━━━━━ READING PASSAGE

Background information
- Born: Rodrigo Fernando Amaral Silva 27 February 1978 (age 48) Bauru, São Paulo, Brazil
- Genres: Pagode
- Occupations: Singer, composer, music producer
- Instruments: Vocals; Guitar; Piano; Bass guitar; Banjo; Cavaquinho;
- Years active: 1992–present

= Rodriguinho (singer) =

Rodrigo Fernando Amaral Silva (born 27 February 1978), better known by his artistic name Rodriguinho, is a Brazilian singer, composer, and producer. He was a singer for the group Os Travessos and later became a solo singer, releasing multiple albums and EPs. His son is singer Gaab.

━━━━━━━━━━
━━━━━ DATA SUPPLIED

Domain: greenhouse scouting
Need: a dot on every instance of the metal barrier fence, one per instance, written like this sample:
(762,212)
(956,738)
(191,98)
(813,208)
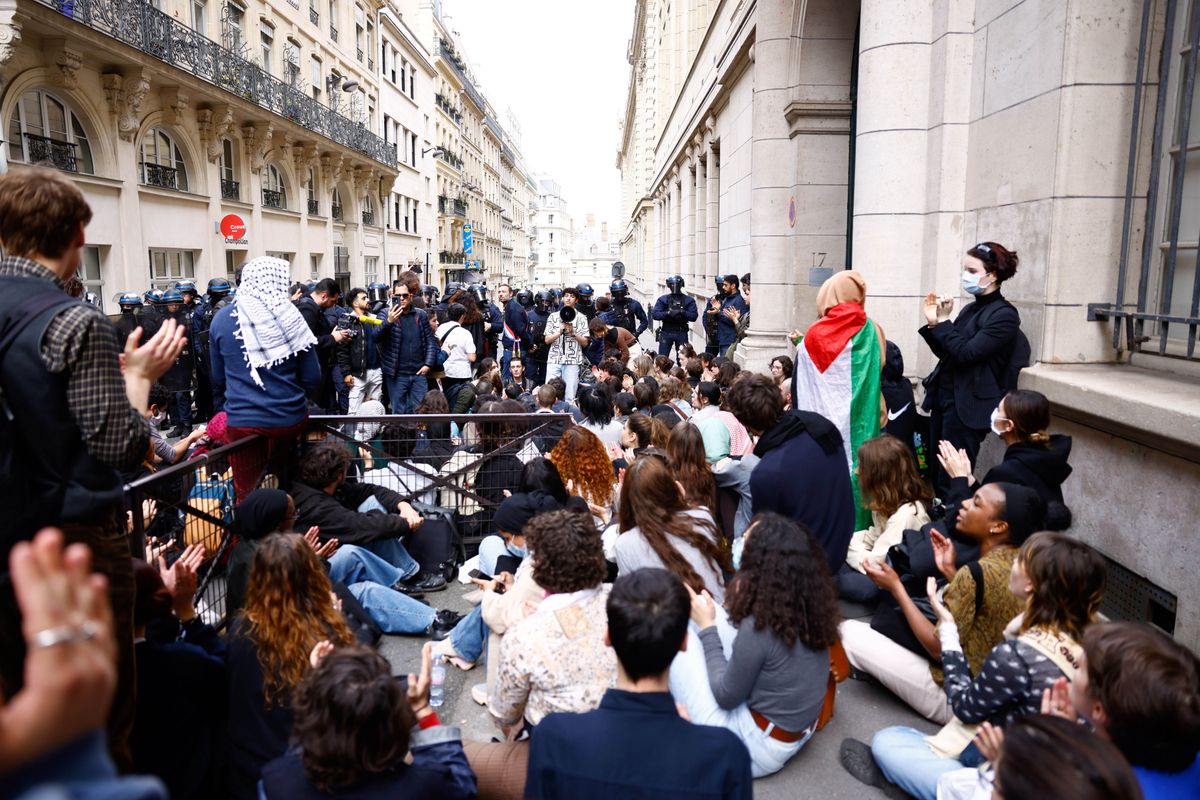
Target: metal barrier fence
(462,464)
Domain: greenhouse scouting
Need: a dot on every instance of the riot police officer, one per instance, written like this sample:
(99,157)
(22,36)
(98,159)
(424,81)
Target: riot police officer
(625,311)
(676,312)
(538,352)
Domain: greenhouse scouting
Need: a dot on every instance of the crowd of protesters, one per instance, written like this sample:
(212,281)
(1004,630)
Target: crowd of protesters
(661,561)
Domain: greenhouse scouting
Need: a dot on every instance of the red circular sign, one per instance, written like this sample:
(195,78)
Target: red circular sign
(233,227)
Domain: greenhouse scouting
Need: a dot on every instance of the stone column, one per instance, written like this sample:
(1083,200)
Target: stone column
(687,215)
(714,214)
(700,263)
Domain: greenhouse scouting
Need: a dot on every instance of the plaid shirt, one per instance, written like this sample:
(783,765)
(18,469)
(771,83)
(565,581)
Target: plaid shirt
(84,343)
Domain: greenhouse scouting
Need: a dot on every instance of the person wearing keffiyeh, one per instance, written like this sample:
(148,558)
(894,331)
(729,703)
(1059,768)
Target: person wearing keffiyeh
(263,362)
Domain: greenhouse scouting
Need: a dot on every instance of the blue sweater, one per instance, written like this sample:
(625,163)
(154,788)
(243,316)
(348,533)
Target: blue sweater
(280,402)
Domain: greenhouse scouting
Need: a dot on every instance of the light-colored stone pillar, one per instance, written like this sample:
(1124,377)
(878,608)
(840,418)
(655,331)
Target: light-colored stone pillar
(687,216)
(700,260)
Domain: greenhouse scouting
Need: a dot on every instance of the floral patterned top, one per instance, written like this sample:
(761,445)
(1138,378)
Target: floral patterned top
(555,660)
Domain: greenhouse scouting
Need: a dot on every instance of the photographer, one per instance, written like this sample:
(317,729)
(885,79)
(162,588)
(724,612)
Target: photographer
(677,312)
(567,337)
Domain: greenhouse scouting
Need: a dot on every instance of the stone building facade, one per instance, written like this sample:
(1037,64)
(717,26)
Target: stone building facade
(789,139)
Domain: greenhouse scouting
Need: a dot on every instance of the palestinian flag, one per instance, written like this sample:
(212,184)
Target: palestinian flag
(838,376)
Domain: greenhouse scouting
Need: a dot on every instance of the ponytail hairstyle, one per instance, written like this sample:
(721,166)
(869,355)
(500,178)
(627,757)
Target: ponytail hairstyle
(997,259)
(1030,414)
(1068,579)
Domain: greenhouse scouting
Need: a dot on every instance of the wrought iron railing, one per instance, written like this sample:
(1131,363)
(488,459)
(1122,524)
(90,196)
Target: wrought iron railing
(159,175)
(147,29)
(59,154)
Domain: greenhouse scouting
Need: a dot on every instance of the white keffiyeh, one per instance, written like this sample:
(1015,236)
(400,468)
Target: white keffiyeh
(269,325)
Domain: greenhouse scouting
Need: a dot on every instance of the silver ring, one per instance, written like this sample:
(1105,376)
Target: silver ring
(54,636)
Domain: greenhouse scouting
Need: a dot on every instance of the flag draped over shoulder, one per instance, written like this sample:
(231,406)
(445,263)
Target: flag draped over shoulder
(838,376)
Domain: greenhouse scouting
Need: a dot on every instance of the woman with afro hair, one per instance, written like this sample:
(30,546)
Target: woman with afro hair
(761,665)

━━━━━━━━━━
━━━━━ DATA SUPPLIED

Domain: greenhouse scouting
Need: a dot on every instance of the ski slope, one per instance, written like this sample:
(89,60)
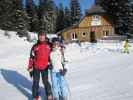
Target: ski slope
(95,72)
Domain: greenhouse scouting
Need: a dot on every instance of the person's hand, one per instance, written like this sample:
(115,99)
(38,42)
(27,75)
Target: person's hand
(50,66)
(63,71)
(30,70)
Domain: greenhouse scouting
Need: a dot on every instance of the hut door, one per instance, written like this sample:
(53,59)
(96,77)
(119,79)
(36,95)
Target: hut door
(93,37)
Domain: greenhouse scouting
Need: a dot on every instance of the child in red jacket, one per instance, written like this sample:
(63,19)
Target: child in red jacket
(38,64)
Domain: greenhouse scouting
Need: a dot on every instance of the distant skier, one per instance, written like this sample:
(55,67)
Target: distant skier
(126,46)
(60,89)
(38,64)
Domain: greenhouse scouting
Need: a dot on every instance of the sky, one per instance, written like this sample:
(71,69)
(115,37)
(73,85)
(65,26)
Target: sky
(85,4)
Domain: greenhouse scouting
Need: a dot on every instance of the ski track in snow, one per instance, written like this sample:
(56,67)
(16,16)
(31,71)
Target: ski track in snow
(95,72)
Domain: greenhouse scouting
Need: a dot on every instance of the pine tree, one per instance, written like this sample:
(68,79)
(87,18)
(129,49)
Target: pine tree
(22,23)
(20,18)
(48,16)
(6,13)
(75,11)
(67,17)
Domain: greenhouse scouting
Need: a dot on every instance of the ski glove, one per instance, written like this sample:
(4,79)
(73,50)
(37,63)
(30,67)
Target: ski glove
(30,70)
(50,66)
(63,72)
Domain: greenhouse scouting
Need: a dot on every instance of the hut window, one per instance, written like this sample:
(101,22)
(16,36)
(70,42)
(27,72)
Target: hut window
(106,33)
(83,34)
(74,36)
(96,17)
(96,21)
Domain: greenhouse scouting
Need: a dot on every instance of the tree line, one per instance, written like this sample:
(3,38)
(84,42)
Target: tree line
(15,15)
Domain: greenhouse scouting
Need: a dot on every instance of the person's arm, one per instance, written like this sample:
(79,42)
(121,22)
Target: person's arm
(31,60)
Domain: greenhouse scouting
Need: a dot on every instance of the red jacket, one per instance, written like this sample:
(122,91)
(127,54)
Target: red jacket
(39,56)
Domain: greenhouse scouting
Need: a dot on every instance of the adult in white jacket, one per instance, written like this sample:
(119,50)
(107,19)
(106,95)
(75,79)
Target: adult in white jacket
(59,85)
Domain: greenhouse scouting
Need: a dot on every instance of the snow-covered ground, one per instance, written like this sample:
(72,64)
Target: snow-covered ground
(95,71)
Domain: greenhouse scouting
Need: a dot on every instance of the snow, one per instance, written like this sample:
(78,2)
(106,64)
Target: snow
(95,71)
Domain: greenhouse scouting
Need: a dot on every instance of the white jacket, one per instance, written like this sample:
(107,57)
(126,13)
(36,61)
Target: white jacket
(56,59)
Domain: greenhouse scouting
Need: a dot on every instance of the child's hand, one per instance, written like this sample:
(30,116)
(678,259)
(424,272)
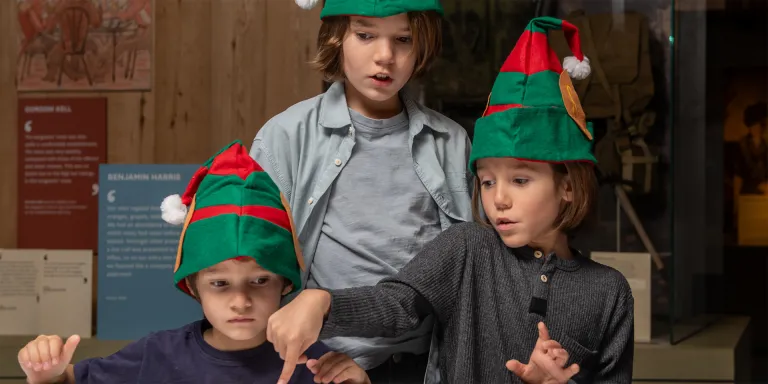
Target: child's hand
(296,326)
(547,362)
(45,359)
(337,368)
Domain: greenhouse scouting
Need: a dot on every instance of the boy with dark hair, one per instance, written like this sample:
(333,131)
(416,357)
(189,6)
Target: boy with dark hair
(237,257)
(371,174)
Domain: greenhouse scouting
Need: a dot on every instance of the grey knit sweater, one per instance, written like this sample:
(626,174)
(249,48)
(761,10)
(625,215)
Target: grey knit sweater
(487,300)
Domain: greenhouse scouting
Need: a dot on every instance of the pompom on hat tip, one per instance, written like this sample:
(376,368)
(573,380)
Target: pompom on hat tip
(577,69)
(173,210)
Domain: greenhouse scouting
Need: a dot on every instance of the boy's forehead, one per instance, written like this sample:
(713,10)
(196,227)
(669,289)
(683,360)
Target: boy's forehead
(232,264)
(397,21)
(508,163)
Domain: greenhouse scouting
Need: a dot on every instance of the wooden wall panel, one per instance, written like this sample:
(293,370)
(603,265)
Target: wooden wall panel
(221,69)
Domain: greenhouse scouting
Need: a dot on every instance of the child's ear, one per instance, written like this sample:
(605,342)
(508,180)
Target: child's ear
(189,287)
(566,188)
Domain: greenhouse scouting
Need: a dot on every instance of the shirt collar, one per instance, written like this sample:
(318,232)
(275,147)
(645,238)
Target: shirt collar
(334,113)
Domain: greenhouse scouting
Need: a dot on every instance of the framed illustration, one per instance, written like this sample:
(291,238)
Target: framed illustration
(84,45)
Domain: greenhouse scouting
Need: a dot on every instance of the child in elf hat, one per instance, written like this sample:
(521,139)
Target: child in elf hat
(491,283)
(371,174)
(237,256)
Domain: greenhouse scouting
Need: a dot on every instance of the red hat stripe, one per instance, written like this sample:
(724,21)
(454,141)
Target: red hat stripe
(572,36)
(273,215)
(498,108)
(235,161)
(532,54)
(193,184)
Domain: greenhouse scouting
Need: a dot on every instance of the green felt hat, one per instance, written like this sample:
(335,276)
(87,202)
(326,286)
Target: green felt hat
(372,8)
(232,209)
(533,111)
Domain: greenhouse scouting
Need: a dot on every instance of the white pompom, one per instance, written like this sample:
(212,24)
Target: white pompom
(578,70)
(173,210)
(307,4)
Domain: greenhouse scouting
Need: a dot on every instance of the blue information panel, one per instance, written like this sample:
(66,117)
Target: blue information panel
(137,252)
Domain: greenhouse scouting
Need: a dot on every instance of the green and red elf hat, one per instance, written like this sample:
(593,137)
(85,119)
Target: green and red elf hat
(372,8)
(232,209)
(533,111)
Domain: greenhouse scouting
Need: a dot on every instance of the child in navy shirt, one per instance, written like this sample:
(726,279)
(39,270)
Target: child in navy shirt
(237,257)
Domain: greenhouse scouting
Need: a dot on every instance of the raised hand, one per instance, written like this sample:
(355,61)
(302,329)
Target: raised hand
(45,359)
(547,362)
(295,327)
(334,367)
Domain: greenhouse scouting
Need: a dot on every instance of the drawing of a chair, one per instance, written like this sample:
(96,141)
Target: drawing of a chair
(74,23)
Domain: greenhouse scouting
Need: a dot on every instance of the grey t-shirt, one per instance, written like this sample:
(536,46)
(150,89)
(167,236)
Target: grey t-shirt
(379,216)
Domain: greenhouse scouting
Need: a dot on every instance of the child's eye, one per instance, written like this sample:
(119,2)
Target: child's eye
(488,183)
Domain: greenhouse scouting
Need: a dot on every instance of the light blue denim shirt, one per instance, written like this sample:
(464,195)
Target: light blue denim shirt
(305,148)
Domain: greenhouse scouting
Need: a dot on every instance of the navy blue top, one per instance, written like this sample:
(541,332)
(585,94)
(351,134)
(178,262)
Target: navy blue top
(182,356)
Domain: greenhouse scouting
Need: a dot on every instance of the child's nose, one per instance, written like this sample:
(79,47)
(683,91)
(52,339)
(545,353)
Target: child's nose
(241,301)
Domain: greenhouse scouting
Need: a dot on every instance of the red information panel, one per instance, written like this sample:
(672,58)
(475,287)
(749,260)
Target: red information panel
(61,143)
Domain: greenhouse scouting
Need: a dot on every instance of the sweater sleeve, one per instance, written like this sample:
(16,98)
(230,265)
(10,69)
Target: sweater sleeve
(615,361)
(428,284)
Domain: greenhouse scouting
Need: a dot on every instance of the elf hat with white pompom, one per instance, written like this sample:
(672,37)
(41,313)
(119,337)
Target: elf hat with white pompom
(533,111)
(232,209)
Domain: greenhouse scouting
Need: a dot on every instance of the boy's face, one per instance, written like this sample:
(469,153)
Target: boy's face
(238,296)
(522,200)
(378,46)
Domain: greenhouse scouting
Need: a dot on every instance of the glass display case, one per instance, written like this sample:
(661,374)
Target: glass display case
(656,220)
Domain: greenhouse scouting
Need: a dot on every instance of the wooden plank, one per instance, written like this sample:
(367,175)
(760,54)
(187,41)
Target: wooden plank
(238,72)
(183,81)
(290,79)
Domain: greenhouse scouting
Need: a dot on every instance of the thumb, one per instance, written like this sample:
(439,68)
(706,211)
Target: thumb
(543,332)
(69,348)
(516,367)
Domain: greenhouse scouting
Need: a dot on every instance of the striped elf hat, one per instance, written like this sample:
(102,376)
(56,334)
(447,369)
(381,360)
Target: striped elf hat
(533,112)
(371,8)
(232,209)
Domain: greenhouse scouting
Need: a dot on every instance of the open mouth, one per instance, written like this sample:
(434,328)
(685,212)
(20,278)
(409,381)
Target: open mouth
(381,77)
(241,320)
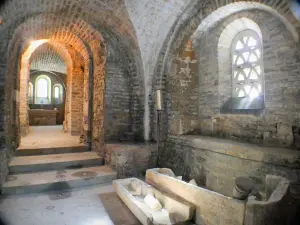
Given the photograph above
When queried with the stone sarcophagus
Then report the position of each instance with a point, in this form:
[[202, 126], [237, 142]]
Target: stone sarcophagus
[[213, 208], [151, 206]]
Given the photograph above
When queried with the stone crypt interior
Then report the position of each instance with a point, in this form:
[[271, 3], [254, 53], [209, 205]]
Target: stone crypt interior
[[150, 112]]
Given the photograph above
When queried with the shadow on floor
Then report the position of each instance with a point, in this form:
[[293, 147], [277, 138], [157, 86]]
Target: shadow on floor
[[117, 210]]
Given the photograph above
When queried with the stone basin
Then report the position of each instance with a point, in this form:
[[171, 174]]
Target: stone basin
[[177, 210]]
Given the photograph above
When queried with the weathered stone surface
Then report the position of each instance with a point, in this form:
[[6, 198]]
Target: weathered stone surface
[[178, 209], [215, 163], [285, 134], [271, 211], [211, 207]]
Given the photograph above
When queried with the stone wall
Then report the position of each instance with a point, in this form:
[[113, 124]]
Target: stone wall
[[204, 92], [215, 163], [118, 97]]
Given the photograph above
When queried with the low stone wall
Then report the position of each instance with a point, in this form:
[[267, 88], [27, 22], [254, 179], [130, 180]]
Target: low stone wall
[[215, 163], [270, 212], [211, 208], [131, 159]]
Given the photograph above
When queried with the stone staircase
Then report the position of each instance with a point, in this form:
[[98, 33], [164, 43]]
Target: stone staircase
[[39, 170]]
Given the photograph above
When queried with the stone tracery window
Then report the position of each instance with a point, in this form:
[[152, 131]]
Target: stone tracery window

━━━━━━━━━━
━━━━━ DATA SUPPLIED

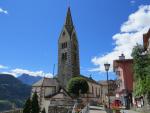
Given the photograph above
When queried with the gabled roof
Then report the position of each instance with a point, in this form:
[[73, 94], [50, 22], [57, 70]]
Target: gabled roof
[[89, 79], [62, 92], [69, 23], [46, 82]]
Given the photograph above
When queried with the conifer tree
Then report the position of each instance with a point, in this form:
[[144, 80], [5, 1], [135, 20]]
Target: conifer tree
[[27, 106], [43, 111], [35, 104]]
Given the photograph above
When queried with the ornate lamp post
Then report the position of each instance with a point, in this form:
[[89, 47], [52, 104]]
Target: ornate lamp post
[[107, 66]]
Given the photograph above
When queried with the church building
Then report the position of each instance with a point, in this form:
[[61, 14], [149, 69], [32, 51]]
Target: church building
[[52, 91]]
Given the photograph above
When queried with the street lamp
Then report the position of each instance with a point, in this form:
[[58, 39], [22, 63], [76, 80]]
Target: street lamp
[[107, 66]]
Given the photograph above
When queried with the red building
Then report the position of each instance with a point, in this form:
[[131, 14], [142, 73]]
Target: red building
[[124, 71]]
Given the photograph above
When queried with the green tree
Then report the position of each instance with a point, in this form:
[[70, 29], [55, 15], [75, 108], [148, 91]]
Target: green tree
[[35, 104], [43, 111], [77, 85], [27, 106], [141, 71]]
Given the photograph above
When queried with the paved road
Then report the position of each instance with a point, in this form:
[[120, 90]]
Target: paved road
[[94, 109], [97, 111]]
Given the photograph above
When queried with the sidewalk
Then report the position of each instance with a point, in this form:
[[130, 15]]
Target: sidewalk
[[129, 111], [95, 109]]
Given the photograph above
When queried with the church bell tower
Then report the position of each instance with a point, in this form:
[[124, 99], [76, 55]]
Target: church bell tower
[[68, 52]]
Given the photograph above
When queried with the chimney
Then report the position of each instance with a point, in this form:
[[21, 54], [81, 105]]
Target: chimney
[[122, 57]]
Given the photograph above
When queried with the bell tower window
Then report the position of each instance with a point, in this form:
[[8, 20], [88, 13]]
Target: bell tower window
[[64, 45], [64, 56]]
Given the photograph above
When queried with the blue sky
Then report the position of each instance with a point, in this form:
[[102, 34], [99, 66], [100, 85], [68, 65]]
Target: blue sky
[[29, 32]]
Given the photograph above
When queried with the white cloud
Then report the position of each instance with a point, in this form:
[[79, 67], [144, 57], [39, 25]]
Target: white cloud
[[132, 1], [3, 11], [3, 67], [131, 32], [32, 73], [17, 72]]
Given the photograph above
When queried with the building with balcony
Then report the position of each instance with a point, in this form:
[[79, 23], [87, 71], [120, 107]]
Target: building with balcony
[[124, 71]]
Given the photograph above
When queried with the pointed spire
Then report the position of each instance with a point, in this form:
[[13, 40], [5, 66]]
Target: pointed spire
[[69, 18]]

━━━━━━━━━━

WORK INSTRUCTIONS —
In the profile of the singer Rodriguinho, what group did he sing for before he went solo? The listing has no connection to the profile of the singer.

ANSWER TO THIS TASK —
Os Travessos